* [WORK TASK] Transcribe each record below character for character.

╭──

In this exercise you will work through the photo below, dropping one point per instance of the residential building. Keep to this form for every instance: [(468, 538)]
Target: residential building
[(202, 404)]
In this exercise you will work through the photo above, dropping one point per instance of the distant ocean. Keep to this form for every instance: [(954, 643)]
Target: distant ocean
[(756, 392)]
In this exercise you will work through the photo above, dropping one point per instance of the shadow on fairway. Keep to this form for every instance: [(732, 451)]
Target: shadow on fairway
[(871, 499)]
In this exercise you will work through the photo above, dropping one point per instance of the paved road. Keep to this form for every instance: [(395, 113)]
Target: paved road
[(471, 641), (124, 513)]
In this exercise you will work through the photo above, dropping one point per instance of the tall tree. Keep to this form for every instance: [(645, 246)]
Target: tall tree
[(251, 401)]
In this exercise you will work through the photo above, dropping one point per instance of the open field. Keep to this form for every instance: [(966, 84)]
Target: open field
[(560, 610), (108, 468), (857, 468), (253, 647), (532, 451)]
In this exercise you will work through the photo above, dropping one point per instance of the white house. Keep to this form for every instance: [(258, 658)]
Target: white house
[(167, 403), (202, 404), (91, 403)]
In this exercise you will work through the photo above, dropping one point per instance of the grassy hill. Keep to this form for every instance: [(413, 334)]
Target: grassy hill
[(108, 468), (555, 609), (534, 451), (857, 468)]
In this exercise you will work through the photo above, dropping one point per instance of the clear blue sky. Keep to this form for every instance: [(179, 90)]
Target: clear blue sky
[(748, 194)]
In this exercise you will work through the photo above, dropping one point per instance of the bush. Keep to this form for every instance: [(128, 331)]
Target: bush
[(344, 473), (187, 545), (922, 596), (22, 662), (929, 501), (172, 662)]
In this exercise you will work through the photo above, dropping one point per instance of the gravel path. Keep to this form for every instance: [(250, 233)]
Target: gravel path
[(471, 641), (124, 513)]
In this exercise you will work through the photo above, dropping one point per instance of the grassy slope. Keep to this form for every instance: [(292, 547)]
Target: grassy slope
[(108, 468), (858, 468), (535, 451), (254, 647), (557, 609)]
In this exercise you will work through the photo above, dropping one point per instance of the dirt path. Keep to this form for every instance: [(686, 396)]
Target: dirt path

╰──

* [RESPONSE TO THE TASK]
In this exercise you will work through the photo below, dropping one point per instance of the residential building. Keep to this form for every instance: [(468, 538)]
Target: residential building
[(202, 404)]
In this exercise you will work through the photo above, dropping one point per instance of the distant ocean. Keep to this form for every instance: [(954, 643)]
Target: distant ocean
[(756, 392)]
In this exercise you will work through the photo above, dropping one point per instance of the shadow on fairway. Keep to this form for every instance: [(732, 451)]
Target: shadow on fairway
[(871, 499)]
In this exercise you will work through the photo above, dropping one point per instance of the paved road. Keep to this form for every instance: [(395, 113)]
Target: paved road
[(471, 641), (124, 513)]
In this exercise you will work through the photo above, dropping one point per instance of the tall tree. Keep to this form for every instance: [(645, 246)]
Target: tall tree
[(251, 401)]
In this exercise you will work through the photo above, dropping one point per instance of the open field. Keep to this form for every instance: [(966, 84)]
Target: open field
[(560, 610), (108, 468), (857, 468), (253, 647), (532, 451)]
In this exercise you will work through the photo above, dropping one point per instance of the white house. Keep to this form for every instance: [(258, 658)]
Target: white house
[(167, 403), (202, 404), (91, 403)]
In this exercise you will work through the photo above, dropping one point per instance of the grassy hill. Keep to this form for every instance: [(413, 334)]
Target: grassy hill
[(108, 468), (555, 609), (534, 451), (857, 468)]
In this exercise you will work through the photo above, dropping one point per instance of the clear blue sky. Keep to this form for every instance: [(179, 90)]
Target: clear blue sky
[(748, 194)]
In this exercise you will work through the photo above, dropping one point per instance of the bush. Keep to this form for every instance: [(128, 331)]
Target: bush
[(344, 473), (187, 545), (922, 596), (22, 662), (929, 501), (172, 662)]
In this exercise you will work through the photo above, dropping one point per instance of the gravel path. Keep to this form for every instance: [(250, 233)]
Target: gravel path
[(471, 641), (124, 513)]
In this exercise you will work through the photo above, dropping one point per instance of the grassy slope. Keep to this form for every instance: [(292, 547)]
Target: grassy slope
[(108, 468), (858, 468), (535, 451), (254, 647), (557, 609)]
In this exercise you will work through the photo above, dropping one point per instance of the dirt path. Keep to this form for every instance: [(686, 396)]
Target: dirt path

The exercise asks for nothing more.